Scan the material for the word "front" and copy each line where it occurs.

====== The data ======

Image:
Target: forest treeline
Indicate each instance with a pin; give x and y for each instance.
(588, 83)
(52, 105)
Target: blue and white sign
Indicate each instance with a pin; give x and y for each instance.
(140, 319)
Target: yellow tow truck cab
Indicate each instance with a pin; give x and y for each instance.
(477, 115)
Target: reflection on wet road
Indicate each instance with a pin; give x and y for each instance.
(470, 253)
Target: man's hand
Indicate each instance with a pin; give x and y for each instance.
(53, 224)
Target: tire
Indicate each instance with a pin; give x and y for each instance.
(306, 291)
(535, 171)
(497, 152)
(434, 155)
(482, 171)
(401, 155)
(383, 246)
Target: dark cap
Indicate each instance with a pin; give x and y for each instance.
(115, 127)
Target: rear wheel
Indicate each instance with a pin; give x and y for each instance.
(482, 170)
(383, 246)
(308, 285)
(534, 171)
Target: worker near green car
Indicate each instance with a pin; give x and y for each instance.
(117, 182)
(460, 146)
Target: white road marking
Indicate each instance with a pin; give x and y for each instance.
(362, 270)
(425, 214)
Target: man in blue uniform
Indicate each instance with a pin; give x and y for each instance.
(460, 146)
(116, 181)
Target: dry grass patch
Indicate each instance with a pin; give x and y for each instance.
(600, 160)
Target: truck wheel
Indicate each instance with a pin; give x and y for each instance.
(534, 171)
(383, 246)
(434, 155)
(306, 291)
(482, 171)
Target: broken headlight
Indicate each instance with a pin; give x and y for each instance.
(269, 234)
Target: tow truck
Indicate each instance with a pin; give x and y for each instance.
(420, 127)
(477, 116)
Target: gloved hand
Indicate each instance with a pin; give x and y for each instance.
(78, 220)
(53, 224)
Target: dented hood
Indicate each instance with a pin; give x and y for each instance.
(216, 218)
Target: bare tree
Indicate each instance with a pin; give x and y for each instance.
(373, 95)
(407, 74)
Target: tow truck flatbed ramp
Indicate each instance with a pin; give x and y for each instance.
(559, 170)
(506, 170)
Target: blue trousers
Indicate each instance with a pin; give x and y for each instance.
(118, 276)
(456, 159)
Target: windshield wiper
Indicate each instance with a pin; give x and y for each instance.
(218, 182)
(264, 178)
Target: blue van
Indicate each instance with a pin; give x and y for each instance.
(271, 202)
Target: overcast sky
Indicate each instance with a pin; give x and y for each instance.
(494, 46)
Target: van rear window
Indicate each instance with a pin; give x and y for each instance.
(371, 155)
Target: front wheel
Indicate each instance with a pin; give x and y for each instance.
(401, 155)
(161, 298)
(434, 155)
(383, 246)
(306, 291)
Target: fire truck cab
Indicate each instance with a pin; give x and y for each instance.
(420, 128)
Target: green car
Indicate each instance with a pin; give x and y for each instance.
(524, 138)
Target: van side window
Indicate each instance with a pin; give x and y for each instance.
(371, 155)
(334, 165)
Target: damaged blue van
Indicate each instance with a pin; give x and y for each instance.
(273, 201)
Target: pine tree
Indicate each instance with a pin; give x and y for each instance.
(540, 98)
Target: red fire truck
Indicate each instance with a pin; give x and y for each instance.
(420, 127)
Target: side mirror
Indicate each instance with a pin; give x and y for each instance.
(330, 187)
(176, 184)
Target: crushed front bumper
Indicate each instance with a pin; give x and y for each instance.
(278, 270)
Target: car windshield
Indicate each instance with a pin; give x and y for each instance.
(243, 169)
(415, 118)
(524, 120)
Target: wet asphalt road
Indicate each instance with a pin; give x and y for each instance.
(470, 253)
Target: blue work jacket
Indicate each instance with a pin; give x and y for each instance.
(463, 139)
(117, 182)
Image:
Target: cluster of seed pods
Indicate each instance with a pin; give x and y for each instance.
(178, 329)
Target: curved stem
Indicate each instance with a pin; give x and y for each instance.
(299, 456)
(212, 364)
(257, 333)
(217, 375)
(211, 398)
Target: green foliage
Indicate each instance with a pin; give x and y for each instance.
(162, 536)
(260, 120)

======

■ Answer:
Target: front wheel
Target: crushed front bumper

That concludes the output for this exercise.